Given exercise: Rewrite every item below with "wildlife tally" swapped for "aircraft survey", changing nothing else. Leave out the pictures.

### Listed records ###

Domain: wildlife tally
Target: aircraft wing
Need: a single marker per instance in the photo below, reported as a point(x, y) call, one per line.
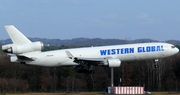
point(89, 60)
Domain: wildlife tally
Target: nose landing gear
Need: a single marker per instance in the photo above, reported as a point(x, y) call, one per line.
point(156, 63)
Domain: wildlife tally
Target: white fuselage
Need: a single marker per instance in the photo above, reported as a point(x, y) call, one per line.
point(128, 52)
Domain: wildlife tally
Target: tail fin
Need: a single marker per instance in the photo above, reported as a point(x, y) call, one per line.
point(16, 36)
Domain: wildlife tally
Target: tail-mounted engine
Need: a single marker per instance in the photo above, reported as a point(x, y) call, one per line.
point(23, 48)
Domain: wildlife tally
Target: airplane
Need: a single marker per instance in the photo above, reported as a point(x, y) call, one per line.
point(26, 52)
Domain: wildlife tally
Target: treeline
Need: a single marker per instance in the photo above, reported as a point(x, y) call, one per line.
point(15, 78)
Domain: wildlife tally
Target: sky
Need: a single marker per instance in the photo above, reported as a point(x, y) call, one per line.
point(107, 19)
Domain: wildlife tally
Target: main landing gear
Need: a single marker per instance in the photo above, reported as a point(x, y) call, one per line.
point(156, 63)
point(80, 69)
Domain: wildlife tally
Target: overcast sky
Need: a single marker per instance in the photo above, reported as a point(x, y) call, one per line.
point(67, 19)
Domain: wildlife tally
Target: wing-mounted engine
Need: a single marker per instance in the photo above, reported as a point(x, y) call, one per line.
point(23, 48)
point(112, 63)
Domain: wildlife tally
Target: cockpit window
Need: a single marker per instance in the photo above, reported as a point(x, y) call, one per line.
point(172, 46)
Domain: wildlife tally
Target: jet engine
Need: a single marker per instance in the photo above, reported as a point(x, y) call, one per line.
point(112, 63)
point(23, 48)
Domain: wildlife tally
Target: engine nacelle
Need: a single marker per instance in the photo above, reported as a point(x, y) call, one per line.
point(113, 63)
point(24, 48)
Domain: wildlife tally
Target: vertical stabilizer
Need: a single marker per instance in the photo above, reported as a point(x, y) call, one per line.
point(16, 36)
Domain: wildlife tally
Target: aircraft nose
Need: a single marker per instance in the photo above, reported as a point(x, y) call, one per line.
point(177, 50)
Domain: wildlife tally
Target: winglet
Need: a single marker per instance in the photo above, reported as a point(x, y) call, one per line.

###

Final answer:
Domain: aircraft survey
Target: aircraft wing
Need: a single marker per instance in the photo below, reported as a point(x, y) call, one per line.
point(89, 60)
Domain: aircraft survey
Target: nose landing gear
Need: a single marker per instance in the photo above, reported as a point(x, y) call, one per line.
point(156, 63)
Domain: aircraft survey
Target: white fuselage
Need: a single marker per instance in the photo above, reported as a point(x, y) call, one per line.
point(128, 52)
Domain: aircraft survey
Target: tail fin
Need: a single marker per instance in the photo above, reported as a point(x, y) call, one per line.
point(16, 36)
Domain: aircraft survey
Target: tail-mounted engine
Need: a single marker per instance in the photo above, reported as a point(x, y) call, one per line.
point(23, 48)
Domain: aircraft survey
Target: airplane
Need: a single marker per instance in the photo above, reported as a point(x, y) call, one per line.
point(26, 52)
Domain: aircraft survey
Target: treeline
Need: a single marker per instance in the photo above, reported as a point(x, y) call, one per line.
point(15, 78)
Domain: aircraft survey
Target: sky
Need: a single marker per instance in the photo above, reported as a point(x, y) call, one per line.
point(107, 19)
Domain: aircraft survey
Target: main landing gear
Need: a single marker per instance in the photo above, reported as a point(x, y) call, one per line.
point(156, 63)
point(80, 69)
Domain: aircraft survey
Target: overcast sky
Need: a single marker per instance in the photo above, reported as a point(x, y) call, one per line.
point(67, 19)
Domain: aircraft survey
Target: wing-mounted engine
Need: a single marker per instance in the photo above, reported as a point(x, y) call, one per line.
point(23, 48)
point(112, 63)
Domain: aircraft survey
Target: cockpit window
Need: a single marker per instance in the photo above, reported as a point(x, y) call, one per line.
point(172, 46)
Domain: aircraft survey
Target: jet engine
Need: a single marker per instance in the photo above, reported as a point(x, y) call, one per line.
point(112, 63)
point(23, 48)
Domain: aircraft survey
Target: engine nacelle
Need: a single marker per instance in the photo above, reported as a point(x, y) call, one per line.
point(113, 63)
point(24, 48)
Domain: aircraft survey
Target: vertical stabilizer
Need: a single marker per instance in the photo above, reported as a point(x, y) call, one per line.
point(16, 36)
Domain: aircraft survey
Target: aircraft nose
Need: a single marker per instance in the photo above, reported as a point(x, y) call, one per line.
point(177, 50)
Domain: aircraft survey
Target: winglet
Need: a single marker per instance in the photo above, reported as a point(x, y) call, one per line.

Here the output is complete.